Transcribe the passage of the lecture notes between "## Assignment 1" and "refer to it.", inclusive, without changing any wording.

Document extract:

-- Start --

# Week 3 lecture notes


## Assignment 1 review

### Including directories in paths

If you create a file in a lower directory, then want to modify, move, or delete it, you have to use the directory to refer to it.

In [None]:
!mkdir mydirectory

In [None]:
!ls > mydirectory/myfiles.txt

In [None]:
!rm myfiles.txt

In [None]:
!rm mydirectory/myfiles.txt

In [None]:
!ls mydirectory

### ">" vs ">>"

Both ">" and ">>" redirect output from the screen to a file.  Both will create new files if none yet exists.  Only ">" will overwrite an existing file; ">>" will append to an existing file.

In [None]:
!date > datefile.txt

In [None]:
!cat datefile.txt

In [None]:
!date > datefile.txt

In [None]:
!cat datefile.txt

In [None]:
!date >> datefile.txt

In [None]:
!date >> datefile.txt

In [None]:
!cat datefile.txt

### "." and ".."

-- End --

Image region labeling lines:
-- Start --

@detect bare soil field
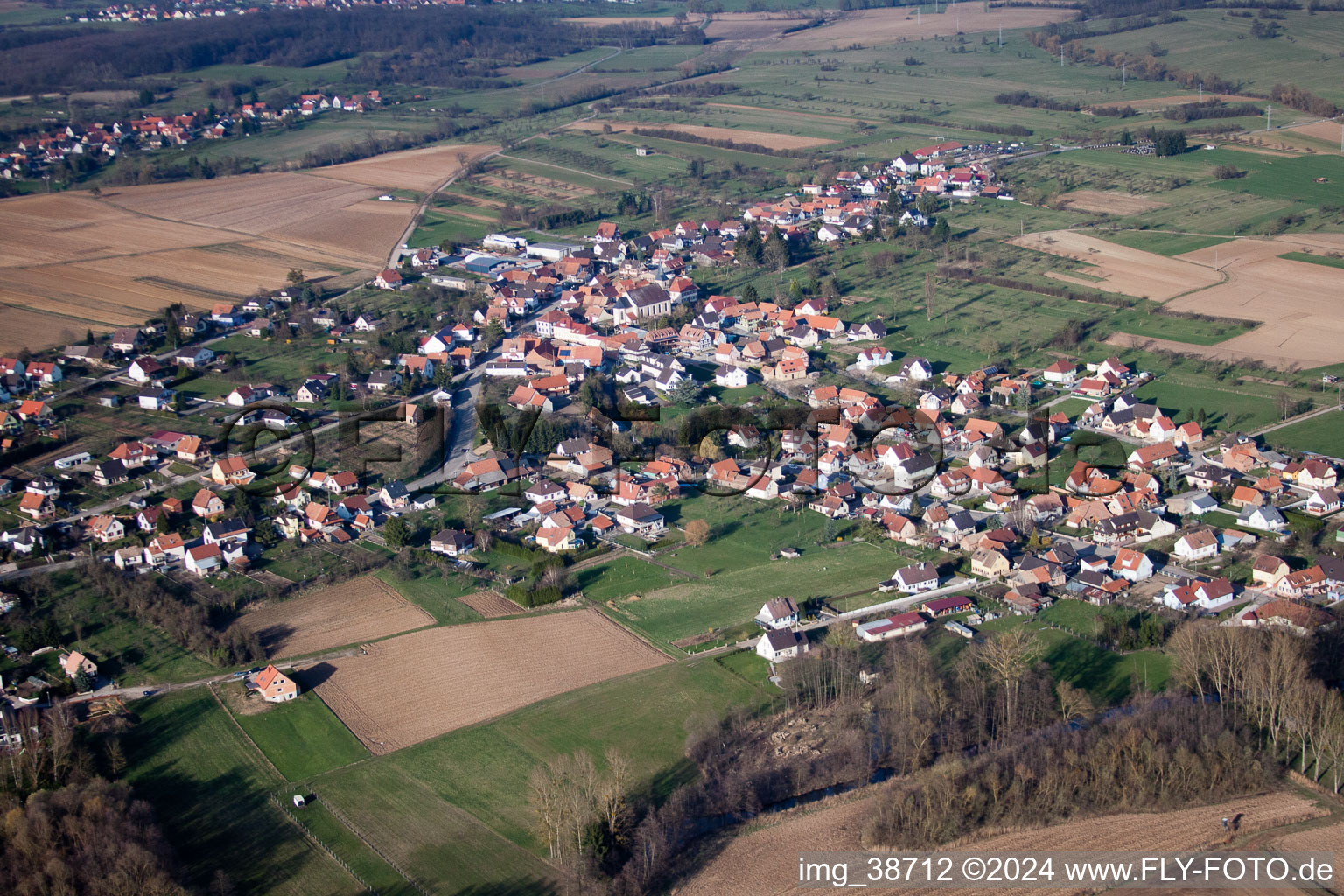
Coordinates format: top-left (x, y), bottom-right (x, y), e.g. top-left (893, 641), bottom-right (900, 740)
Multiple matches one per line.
top-left (1008, 230), bottom-right (1220, 303)
top-left (677, 793), bottom-right (1328, 896)
top-left (0, 145), bottom-right (494, 352)
top-left (458, 592), bottom-right (523, 618)
top-left (768, 3), bottom-right (1074, 50)
top-left (561, 16), bottom-right (676, 28)
top-left (1059, 189), bottom-right (1166, 215)
top-left (1269, 822), bottom-right (1344, 860)
top-left (1093, 93), bottom-right (1264, 110)
top-left (704, 102), bottom-right (862, 122)
top-left (569, 121), bottom-right (835, 149)
top-left (234, 577), bottom-right (434, 658)
top-left (1169, 234), bottom-right (1344, 369)
top-left (308, 144), bottom-right (499, 193)
top-left (312, 610), bottom-right (669, 753)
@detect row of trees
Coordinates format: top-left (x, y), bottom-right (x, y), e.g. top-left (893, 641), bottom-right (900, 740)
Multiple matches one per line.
top-left (1166, 623), bottom-right (1344, 793)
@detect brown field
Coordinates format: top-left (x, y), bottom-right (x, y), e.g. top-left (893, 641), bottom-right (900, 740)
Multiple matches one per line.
top-left (561, 16), bottom-right (676, 28)
top-left (677, 793), bottom-right (1328, 896)
top-left (1008, 230), bottom-right (1220, 303)
top-left (1059, 189), bottom-right (1166, 215)
top-left (0, 146), bottom-right (491, 352)
top-left (1093, 93), bottom-right (1264, 110)
top-left (1169, 234), bottom-right (1344, 369)
top-left (569, 121), bottom-right (835, 149)
top-left (458, 592), bottom-right (523, 618)
top-left (758, 3), bottom-right (1073, 50)
top-left (234, 577), bottom-right (434, 658)
top-left (316, 610), bottom-right (668, 753)
top-left (1267, 822), bottom-right (1344, 861)
top-left (309, 144), bottom-right (499, 193)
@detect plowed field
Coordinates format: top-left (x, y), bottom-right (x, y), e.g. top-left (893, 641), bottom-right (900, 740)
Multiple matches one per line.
top-left (311, 610), bottom-right (668, 753)
top-left (234, 577), bottom-right (434, 657)
top-left (458, 592), bottom-right (523, 618)
top-left (0, 145), bottom-right (492, 354)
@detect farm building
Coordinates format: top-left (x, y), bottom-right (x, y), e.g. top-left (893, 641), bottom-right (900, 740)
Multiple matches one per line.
top-left (855, 610), bottom-right (928, 640)
top-left (920, 595), bottom-right (970, 617)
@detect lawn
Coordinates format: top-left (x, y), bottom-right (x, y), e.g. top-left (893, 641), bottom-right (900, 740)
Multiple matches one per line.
top-left (275, 788), bottom-right (416, 896)
top-left (307, 660), bottom-right (769, 859)
top-left (1264, 411), bottom-right (1344, 457)
top-left (574, 556), bottom-right (682, 603)
top-left (614, 539), bottom-right (905, 645)
top-left (126, 688), bottom-right (363, 896)
top-left (223, 675), bottom-right (368, 780)
top-left (928, 618), bottom-right (1171, 707)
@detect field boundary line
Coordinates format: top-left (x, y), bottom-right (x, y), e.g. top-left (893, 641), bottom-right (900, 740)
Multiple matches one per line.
top-left (496, 153), bottom-right (634, 186)
top-left (268, 794), bottom-right (379, 896)
top-left (313, 791), bottom-right (429, 896)
top-left (206, 681), bottom-right (289, 782)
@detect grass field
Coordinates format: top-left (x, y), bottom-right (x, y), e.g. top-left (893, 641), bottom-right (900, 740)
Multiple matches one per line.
top-left (1264, 412), bottom-right (1344, 457)
top-left (1279, 253), bottom-right (1344, 268)
top-left (375, 568), bottom-right (481, 625)
top-left (314, 661), bottom-right (767, 859)
top-left (1096, 230), bottom-right (1228, 256)
top-left (126, 688), bottom-right (363, 896)
top-left (225, 693), bottom-right (368, 780)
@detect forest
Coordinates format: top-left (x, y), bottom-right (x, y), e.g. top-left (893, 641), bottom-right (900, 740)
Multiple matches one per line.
top-left (521, 622), bottom-right (1344, 896)
top-left (0, 7), bottom-right (684, 94)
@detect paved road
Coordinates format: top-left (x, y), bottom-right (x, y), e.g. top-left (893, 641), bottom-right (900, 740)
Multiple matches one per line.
top-left (62, 648), bottom-right (364, 703)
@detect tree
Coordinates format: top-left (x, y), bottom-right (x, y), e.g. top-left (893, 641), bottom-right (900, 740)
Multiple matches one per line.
top-left (978, 626), bottom-right (1040, 730)
top-left (1055, 681), bottom-right (1094, 721)
top-left (685, 520), bottom-right (710, 548)
top-left (383, 516), bottom-right (411, 548)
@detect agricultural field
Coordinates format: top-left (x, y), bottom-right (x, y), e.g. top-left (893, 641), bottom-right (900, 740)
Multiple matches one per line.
top-left (234, 577), bottom-right (434, 657)
top-left (126, 690), bottom-right (363, 896)
top-left (458, 592), bottom-right (523, 620)
top-left (312, 610), bottom-right (668, 753)
top-left (677, 788), bottom-right (1328, 896)
top-left (215, 682), bottom-right (368, 780)
top-left (313, 660), bottom-right (770, 859)
top-left (0, 146), bottom-right (488, 351)
top-left (1264, 412), bottom-right (1344, 457)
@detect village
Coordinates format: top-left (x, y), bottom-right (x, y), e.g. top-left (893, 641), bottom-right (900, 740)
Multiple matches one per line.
top-left (0, 90), bottom-right (382, 180)
top-left (0, 144), bottom-right (1344, 698)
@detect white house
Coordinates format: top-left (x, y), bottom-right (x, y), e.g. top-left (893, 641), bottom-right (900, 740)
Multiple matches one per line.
top-left (1172, 529), bottom-right (1219, 560)
top-left (1236, 507), bottom-right (1287, 532)
top-left (714, 364), bottom-right (752, 388)
top-left (757, 628), bottom-right (809, 662)
top-left (1110, 548), bottom-right (1153, 582)
top-left (755, 598), bottom-right (798, 628)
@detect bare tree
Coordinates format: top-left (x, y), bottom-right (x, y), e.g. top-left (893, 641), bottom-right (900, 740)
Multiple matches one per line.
top-left (1055, 681), bottom-right (1094, 721)
top-left (978, 626), bottom-right (1040, 730)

-- End --

Worked solution:
## Assignment 1 review

### Including directories in paths

If you create a file in a lower directory, then want to modify, move, or delete it, you have to use the directory to refer to it.